■ **ENTRIES PROVIDED**
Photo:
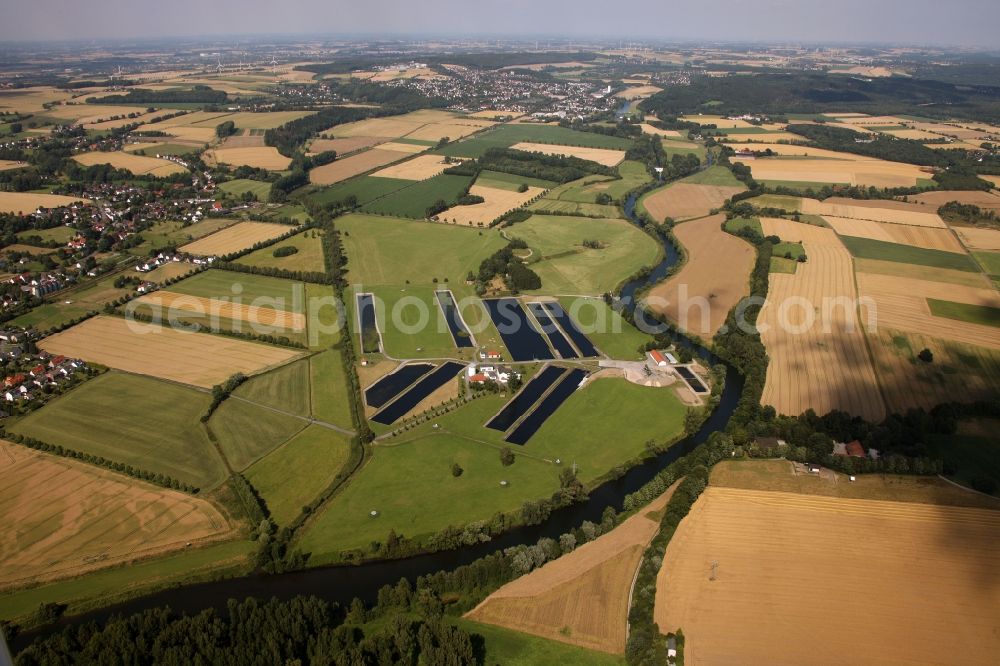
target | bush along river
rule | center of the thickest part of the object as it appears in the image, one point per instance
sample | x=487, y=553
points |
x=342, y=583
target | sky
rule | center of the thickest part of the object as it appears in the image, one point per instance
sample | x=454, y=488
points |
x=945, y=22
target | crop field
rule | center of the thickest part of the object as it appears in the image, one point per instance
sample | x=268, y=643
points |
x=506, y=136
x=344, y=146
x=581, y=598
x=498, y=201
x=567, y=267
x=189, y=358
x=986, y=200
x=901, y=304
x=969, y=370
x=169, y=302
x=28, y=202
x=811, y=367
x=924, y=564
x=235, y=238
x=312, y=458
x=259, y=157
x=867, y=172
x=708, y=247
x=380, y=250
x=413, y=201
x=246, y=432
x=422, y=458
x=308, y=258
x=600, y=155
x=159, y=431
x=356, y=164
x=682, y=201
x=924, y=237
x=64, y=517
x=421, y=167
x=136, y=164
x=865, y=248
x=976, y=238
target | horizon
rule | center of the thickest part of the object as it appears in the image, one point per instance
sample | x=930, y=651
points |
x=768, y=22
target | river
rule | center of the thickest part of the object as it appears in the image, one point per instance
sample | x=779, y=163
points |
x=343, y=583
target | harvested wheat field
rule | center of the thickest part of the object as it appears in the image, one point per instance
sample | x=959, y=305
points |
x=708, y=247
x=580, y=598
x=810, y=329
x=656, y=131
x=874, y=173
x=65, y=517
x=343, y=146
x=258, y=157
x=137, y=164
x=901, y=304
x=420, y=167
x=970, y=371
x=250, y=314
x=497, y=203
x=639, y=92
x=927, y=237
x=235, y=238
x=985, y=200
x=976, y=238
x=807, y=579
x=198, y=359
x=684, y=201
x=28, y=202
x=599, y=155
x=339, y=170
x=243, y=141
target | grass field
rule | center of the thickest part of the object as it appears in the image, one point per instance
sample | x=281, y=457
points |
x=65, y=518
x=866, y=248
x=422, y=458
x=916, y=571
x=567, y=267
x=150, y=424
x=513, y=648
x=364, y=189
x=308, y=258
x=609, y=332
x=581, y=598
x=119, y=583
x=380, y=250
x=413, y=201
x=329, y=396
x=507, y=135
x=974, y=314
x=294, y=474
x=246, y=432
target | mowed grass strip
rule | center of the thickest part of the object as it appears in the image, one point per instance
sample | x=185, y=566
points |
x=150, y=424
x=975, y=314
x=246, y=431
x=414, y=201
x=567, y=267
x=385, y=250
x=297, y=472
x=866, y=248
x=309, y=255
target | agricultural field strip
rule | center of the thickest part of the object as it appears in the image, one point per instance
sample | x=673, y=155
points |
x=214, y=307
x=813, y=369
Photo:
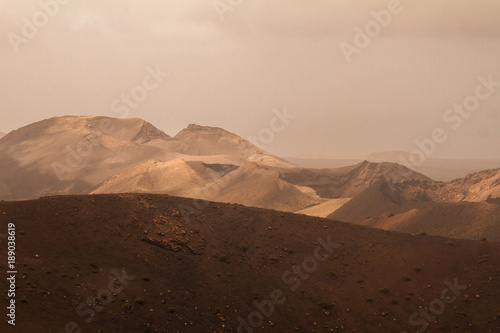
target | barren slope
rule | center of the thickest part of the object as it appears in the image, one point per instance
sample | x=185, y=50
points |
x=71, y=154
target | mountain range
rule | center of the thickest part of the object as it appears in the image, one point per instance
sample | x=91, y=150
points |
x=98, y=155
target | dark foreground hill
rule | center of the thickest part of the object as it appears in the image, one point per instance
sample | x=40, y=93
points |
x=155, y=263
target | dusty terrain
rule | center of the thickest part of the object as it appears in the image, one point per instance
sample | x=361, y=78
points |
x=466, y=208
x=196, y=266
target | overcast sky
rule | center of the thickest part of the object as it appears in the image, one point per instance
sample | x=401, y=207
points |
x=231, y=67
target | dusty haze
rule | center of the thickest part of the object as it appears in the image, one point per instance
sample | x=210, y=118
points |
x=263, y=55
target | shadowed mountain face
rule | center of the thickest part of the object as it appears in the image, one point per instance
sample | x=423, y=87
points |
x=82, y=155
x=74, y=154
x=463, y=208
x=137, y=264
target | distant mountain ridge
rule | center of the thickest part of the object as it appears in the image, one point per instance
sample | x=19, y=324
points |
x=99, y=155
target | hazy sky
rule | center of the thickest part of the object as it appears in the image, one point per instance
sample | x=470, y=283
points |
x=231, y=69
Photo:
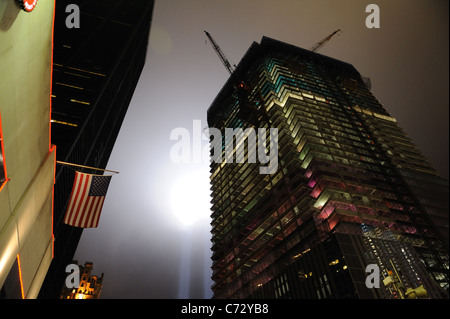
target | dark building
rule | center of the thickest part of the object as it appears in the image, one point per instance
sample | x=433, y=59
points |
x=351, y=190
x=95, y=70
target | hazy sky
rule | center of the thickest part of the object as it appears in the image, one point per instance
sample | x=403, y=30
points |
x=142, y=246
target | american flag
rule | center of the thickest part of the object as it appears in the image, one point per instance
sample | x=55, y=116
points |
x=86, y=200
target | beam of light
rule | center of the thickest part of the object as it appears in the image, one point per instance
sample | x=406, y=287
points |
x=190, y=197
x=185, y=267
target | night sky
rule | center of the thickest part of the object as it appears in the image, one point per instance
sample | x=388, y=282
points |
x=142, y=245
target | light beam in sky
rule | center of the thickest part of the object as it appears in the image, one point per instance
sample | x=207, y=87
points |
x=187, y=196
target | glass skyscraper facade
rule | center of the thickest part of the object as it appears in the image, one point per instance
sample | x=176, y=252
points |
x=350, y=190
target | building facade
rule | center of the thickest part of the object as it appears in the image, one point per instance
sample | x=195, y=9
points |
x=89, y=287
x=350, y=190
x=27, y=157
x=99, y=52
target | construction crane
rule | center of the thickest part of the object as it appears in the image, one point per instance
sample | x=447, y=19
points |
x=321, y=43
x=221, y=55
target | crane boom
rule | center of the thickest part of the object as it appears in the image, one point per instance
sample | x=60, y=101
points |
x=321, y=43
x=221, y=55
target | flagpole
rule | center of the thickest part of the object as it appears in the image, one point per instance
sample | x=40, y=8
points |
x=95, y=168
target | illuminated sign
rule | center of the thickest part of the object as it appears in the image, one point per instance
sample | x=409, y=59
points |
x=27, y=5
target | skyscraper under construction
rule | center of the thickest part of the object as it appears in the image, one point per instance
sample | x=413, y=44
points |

■ **JOB**
Copy out the records from the line containing "target | crane boom" up to and including the last line, renaming "flagpole" as "mast" and keeping everything else unchanged.

■ **RESPONSE TO THIS EXERCISE**
target | crane boom
rule | center of the thickest part of the object as it appears in the image, one point per instance
sample | x=60, y=101
points |
x=321, y=43
x=221, y=55
target | mast
rule | center of the thickest part of the object as it appears in the image, one point per instance
sample | x=40, y=8
points |
x=95, y=168
target | illuminated sign
rule | center of the thickest part of the object as it appears in the image, one point per instance
sample | x=409, y=59
points |
x=27, y=5
target | skyscraper under construction
rule | center of the thickest part of the object as it appears in the image, one point per instance
sample | x=413, y=44
points |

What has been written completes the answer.